## Task description
Could you convert every line of the records below into a single numbered list, skipping the blank lines?

## Input
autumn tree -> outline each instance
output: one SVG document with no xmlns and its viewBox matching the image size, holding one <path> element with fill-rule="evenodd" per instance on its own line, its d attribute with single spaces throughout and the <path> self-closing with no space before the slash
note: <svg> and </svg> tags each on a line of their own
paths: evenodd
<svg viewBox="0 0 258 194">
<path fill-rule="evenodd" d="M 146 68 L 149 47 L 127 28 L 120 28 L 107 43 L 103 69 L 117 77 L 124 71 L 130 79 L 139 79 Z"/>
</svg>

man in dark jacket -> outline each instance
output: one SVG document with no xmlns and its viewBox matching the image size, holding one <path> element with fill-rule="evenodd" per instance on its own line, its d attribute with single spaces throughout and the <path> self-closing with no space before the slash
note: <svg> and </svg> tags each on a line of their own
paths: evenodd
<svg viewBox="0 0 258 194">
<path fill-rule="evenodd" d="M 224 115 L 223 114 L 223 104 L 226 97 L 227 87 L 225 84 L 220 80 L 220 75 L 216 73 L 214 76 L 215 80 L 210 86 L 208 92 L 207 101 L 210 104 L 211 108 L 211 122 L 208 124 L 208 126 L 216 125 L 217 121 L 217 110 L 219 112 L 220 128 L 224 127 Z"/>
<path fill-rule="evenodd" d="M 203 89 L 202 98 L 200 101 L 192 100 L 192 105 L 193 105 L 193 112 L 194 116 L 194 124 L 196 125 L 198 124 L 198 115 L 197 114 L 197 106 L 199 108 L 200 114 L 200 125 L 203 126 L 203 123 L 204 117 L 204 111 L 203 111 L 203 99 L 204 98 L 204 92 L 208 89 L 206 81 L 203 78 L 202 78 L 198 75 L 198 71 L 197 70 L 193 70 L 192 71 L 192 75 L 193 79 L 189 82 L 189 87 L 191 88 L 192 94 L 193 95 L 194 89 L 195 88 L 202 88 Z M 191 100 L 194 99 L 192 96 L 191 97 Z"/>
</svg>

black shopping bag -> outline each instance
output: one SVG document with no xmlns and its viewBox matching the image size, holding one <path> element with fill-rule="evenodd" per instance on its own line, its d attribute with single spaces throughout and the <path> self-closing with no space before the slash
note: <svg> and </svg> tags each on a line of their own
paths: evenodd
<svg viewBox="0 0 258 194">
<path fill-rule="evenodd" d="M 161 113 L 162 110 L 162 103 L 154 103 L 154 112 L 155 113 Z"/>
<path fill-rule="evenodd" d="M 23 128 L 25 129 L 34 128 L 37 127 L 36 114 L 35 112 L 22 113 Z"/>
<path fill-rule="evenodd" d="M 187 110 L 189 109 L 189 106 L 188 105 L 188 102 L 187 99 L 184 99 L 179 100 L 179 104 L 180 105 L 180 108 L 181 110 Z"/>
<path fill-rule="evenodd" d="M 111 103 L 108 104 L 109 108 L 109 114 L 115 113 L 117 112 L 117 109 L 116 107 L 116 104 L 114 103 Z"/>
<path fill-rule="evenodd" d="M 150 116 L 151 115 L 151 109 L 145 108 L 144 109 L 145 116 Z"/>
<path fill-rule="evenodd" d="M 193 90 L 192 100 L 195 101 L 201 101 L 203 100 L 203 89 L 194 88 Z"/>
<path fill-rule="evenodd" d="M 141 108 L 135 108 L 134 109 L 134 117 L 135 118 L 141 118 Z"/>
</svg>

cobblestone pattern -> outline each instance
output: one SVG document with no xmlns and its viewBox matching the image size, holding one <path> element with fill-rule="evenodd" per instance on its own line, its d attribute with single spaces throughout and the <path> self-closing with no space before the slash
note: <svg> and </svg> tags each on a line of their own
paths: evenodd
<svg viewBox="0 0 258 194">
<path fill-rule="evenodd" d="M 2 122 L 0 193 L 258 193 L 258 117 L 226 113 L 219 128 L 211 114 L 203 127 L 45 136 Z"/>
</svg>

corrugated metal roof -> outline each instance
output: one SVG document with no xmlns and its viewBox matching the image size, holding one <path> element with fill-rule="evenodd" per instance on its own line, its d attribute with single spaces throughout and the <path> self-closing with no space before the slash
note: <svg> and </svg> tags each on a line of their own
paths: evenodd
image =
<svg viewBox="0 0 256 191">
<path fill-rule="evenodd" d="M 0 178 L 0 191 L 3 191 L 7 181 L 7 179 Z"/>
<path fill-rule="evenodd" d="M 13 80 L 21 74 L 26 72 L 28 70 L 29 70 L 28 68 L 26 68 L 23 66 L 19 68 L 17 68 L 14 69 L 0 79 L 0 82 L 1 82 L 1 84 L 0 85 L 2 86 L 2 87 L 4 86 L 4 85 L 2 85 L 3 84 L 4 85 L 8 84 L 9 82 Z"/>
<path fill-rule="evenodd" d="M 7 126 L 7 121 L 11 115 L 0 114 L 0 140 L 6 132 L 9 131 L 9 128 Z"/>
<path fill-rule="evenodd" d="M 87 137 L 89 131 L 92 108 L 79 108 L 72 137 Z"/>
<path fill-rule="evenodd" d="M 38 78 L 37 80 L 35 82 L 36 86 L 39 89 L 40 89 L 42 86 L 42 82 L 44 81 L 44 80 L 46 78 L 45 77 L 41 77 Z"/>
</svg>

## Answer for this exercise
1. autumn tree -> outline each instance
2. output: one SVG document with no xmlns and its viewBox matching the image size, holding one <path> element with fill-rule="evenodd" per instance on its own line, its d attribute with single spaces throughout and the <path> self-closing with no space before the slash
3. note: <svg> and </svg> tags each on a line of their own
4. paths: evenodd
5. <svg viewBox="0 0 258 194">
6. <path fill-rule="evenodd" d="M 146 68 L 149 47 L 127 28 L 120 28 L 107 43 L 103 69 L 117 77 L 124 71 L 130 79 L 139 79 Z"/>
7. </svg>
8. man in dark jacket -> outline each instance
9. output: one SVG document with no xmlns and its viewBox matching the image size, holding one <path> element with fill-rule="evenodd" per instance on its own line, its d attribute with single spaces throughout and the <path> self-closing with no space before the slash
10. note: <svg> and </svg> tags each on a line of their own
11. paths: evenodd
12. <svg viewBox="0 0 258 194">
13. <path fill-rule="evenodd" d="M 224 115 L 223 114 L 223 104 L 226 97 L 227 87 L 225 84 L 220 80 L 220 75 L 216 73 L 214 76 L 215 80 L 210 86 L 208 92 L 207 101 L 210 104 L 211 108 L 211 122 L 208 124 L 208 126 L 216 125 L 217 121 L 217 110 L 219 112 L 220 128 L 224 127 Z"/>
14. <path fill-rule="evenodd" d="M 203 89 L 202 98 L 200 101 L 192 100 L 192 105 L 193 105 L 193 112 L 194 116 L 194 124 L 196 125 L 198 124 L 198 115 L 197 114 L 197 106 L 199 108 L 200 114 L 200 125 L 203 126 L 203 123 L 204 117 L 204 111 L 203 111 L 203 99 L 204 98 L 204 92 L 208 89 L 206 81 L 203 78 L 202 78 L 198 75 L 198 71 L 197 70 L 193 70 L 192 71 L 192 75 L 193 79 L 189 82 L 189 87 L 191 88 L 192 94 L 193 95 L 194 89 L 195 88 L 202 88 Z M 191 100 L 194 99 L 192 96 L 191 97 Z"/>
15. </svg>
16. black shopping bag -> outline each instance
17. output: one SVG document with no xmlns and its viewBox matching the image size, holding one <path> element with fill-rule="evenodd" per instance on its own line, its d attribute with single spaces throughout and the <path> self-closing with no space before the slash
18. note: <svg> and </svg> tags each on a line of their own
19. paths: evenodd
20. <svg viewBox="0 0 258 194">
21. <path fill-rule="evenodd" d="M 161 113 L 162 110 L 162 103 L 154 103 L 154 112 L 155 113 Z"/>
22. <path fill-rule="evenodd" d="M 23 128 L 25 129 L 34 128 L 37 127 L 36 114 L 35 112 L 22 113 Z"/>
23. <path fill-rule="evenodd" d="M 187 110 L 189 109 L 189 106 L 188 105 L 188 102 L 187 99 L 184 99 L 179 100 L 179 104 L 180 105 L 180 108 L 181 110 Z"/>
24. <path fill-rule="evenodd" d="M 111 103 L 108 104 L 109 108 L 109 114 L 115 113 L 117 112 L 117 109 L 116 107 L 116 104 L 114 103 Z"/>
25. <path fill-rule="evenodd" d="M 150 116 L 151 115 L 151 109 L 145 108 L 144 109 L 145 116 Z"/>
26. <path fill-rule="evenodd" d="M 193 90 L 192 100 L 195 101 L 201 101 L 203 100 L 203 89 L 194 88 Z"/>
27. <path fill-rule="evenodd" d="M 141 108 L 135 108 L 134 109 L 134 117 L 135 118 L 141 118 Z"/>
28. </svg>
29. cobblestone pattern -> outline each instance
30. output: one SVG document with no xmlns and its viewBox matching the image size, holding one <path> element with fill-rule="evenodd" per instance on its own line, its d attribute with single spaces throughout and the <path> self-closing with no space before the slash
31. note: <svg> and </svg> tags each on a line of their own
32. paths: evenodd
33. <svg viewBox="0 0 258 194">
34. <path fill-rule="evenodd" d="M 2 122 L 0 193 L 258 193 L 258 117 L 226 113 L 219 128 L 211 114 L 203 127 L 45 136 Z"/>
35. </svg>
36. corrugated metal roof -> outline each instance
37. output: one SVG document with no xmlns and its viewBox matching the image size, holding one <path> element with fill-rule="evenodd" per instance on its own line, its d attribute with single spaces throughout and the <path> self-closing with no space before the slash
38. note: <svg> and </svg> tags each on a line of their own
39. paths: evenodd
40. image =
41. <svg viewBox="0 0 256 191">
42. <path fill-rule="evenodd" d="M 0 178 L 0 191 L 3 191 L 7 181 L 7 179 Z"/>
43. <path fill-rule="evenodd" d="M 13 80 L 21 74 L 26 72 L 28 70 L 29 70 L 28 68 L 26 68 L 23 66 L 19 68 L 17 68 L 14 69 L 0 79 L 0 82 L 1 82 L 1 84 L 0 85 L 2 86 L 2 87 L 4 86 L 4 85 L 2 85 L 3 84 L 4 85 L 8 84 L 9 82 Z"/>
44. <path fill-rule="evenodd" d="M 7 126 L 7 121 L 11 115 L 0 114 L 0 140 L 6 132 L 9 131 L 9 128 Z"/>
45. <path fill-rule="evenodd" d="M 87 137 L 89 131 L 92 108 L 79 108 L 72 137 Z"/>
46. <path fill-rule="evenodd" d="M 38 78 L 37 80 L 35 82 L 36 86 L 39 89 L 40 89 L 42 86 L 42 82 L 44 81 L 44 80 L 46 78 L 45 77 L 41 77 Z"/>
47. </svg>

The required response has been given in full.